◆ Aim of the task:
Copy out every line of the records below, requests included. In the answers only, scale the viewBox values and the path coordinates by 2.25 and round each to a whole number, with halves rounding up. Leave the requests and their format samples unchanged.

◆ Provided entries:
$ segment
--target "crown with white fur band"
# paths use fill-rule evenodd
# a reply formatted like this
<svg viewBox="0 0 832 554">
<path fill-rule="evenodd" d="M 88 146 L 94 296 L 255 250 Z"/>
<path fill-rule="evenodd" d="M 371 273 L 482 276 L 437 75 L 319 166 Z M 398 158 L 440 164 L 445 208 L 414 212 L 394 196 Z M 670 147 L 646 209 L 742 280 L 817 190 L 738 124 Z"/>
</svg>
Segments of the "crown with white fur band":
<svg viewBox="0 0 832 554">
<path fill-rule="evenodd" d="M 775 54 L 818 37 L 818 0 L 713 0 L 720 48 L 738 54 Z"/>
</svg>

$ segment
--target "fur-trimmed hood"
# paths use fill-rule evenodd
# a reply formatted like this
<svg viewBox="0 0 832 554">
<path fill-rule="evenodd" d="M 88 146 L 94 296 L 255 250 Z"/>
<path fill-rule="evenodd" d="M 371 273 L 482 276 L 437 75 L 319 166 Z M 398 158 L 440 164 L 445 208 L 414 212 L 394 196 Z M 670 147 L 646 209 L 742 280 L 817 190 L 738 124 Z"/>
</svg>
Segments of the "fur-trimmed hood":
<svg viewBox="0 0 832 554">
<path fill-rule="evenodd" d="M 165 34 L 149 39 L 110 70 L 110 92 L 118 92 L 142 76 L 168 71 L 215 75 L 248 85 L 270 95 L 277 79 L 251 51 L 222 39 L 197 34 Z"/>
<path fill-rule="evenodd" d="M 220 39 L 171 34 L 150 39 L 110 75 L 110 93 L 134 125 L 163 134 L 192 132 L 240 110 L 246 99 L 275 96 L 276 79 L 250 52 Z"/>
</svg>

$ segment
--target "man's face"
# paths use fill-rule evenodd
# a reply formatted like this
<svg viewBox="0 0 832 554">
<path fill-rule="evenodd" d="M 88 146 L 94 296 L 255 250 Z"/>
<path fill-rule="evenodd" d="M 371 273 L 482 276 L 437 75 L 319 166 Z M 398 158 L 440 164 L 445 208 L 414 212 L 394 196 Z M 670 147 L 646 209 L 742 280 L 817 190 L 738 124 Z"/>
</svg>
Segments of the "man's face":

◆ The reply:
$ segment
--target "crown with white fur band"
# paths use fill-rule evenodd
# a reply formatted like this
<svg viewBox="0 0 832 554">
<path fill-rule="evenodd" d="M 88 146 L 94 296 L 255 250 Z"/>
<path fill-rule="evenodd" d="M 371 273 L 482 276 L 437 75 L 319 166 Z M 398 158 L 440 164 L 445 208 L 414 212 L 394 196 Z M 670 147 L 646 209 L 742 280 L 817 190 L 738 124 Z"/>
</svg>
Segments of the "crown with white fur band":
<svg viewBox="0 0 1872 1247">
<path fill-rule="evenodd" d="M 1744 122 L 1841 83 L 1841 0 L 1604 0 L 1620 108 L 1661 122 Z"/>
</svg>

$ segment
--target "fur-trimmed hood"
# paths use fill-rule evenodd
# a reply formatted like this
<svg viewBox="0 0 832 554">
<path fill-rule="evenodd" d="M 88 146 L 94 296 L 255 250 Z"/>
<path fill-rule="evenodd" d="M 371 273 L 482 276 L 437 75 L 319 166 Z M 398 158 L 440 164 L 445 208 L 414 212 L 394 196 Z M 670 147 L 646 209 L 742 280 L 817 190 L 738 124 Z"/>
</svg>
Segments of the "fur-trimmed hood":
<svg viewBox="0 0 1872 1247">
<path fill-rule="evenodd" d="M 371 77 L 335 88 L 248 158 L 248 207 L 266 207 L 320 171 L 378 160 L 484 169 L 558 191 L 608 214 L 623 178 L 565 115 L 500 88 L 443 77 Z"/>
<path fill-rule="evenodd" d="M 495 88 L 385 77 L 338 88 L 248 169 L 248 209 L 302 281 L 367 302 L 432 297 L 540 248 L 554 223 L 619 216 L 621 178 L 563 117 Z"/>
</svg>

$ segment
--target "man's face"
# paths use fill-rule evenodd
# a reply formatted like this
<svg viewBox="0 0 832 554">
<path fill-rule="evenodd" d="M 88 146 L 94 296 L 255 250 Z"/>
<path fill-rule="evenodd" d="M 371 273 L 482 276 L 437 75 L 319 166 Z M 398 158 L 440 164 L 445 208 L 414 212 L 394 196 Z M 670 147 L 646 209 L 742 280 L 817 190 L 738 124 Z"/>
</svg>
Segments of the "man's face":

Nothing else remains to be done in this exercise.